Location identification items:
***

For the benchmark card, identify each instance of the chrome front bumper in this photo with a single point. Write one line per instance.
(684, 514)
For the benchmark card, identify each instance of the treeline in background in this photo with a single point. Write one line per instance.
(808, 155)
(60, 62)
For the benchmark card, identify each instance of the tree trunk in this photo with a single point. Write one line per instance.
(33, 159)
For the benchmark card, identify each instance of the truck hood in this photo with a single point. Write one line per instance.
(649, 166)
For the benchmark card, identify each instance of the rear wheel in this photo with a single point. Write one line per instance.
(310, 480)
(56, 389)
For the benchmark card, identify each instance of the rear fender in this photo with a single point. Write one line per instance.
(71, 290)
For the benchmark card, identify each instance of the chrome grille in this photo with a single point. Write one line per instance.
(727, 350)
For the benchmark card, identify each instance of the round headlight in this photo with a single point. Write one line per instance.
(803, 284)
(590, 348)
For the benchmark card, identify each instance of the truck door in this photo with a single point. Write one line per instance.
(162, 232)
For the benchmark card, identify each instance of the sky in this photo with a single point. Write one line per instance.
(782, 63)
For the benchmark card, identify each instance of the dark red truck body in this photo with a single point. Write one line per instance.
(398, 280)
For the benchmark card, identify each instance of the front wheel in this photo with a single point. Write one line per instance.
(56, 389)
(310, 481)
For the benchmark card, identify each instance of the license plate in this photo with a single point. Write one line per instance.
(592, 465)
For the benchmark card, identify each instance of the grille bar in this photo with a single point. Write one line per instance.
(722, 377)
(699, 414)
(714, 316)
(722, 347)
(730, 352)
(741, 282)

***

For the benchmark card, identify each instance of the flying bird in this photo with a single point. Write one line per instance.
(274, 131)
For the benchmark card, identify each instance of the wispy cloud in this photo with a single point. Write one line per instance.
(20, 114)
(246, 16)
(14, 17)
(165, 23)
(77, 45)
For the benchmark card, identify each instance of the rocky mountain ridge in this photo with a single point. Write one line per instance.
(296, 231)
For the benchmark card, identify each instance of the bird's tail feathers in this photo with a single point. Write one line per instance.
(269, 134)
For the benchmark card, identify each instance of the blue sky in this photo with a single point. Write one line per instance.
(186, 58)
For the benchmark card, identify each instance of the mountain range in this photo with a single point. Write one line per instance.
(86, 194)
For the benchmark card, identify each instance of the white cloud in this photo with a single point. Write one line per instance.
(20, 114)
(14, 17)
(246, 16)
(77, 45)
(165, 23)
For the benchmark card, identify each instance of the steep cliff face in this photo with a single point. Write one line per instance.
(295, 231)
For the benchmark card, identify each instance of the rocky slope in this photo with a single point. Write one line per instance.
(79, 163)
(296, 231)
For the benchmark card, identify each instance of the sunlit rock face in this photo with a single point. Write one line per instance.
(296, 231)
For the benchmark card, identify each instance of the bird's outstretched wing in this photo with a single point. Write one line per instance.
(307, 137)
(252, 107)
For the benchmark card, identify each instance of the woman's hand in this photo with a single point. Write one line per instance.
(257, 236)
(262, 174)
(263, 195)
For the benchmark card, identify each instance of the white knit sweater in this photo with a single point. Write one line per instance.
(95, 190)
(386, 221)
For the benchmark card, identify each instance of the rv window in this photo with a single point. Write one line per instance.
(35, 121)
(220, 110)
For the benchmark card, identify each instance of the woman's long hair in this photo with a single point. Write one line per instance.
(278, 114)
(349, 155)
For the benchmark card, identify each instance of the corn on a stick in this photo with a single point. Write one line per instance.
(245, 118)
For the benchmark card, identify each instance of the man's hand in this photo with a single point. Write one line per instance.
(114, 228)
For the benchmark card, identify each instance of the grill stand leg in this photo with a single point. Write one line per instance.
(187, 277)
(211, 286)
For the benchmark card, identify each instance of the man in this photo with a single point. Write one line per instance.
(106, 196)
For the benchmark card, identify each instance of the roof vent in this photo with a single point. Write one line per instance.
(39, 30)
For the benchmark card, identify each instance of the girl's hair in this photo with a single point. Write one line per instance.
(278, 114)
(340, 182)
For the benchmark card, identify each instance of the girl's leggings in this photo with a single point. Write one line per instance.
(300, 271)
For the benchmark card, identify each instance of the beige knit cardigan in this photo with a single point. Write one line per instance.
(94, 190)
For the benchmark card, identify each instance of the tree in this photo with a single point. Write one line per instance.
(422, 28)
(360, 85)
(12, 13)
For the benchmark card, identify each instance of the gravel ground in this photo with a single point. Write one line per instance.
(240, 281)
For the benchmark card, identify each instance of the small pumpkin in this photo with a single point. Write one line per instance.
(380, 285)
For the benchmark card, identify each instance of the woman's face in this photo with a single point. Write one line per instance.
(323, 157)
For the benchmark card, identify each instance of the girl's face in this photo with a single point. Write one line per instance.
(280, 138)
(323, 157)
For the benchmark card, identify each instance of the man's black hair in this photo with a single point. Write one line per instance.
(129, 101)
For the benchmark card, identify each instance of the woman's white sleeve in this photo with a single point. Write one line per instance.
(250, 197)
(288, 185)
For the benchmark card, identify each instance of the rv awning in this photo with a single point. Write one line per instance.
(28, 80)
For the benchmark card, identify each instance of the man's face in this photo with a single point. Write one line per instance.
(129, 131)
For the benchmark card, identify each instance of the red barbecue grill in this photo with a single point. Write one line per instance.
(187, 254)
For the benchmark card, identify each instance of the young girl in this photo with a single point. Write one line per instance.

***

The request: Select every line in the entries that contains the word "cloud", treating uppercase and lowercase as different.

Task solution:
For the benchmark card, identify each instance of the wispy cloud in this photo with a single point. Write one line per instance.
For the benchmark card, identify each instance of the white cloud in this photo with a single point. Write one line per instance.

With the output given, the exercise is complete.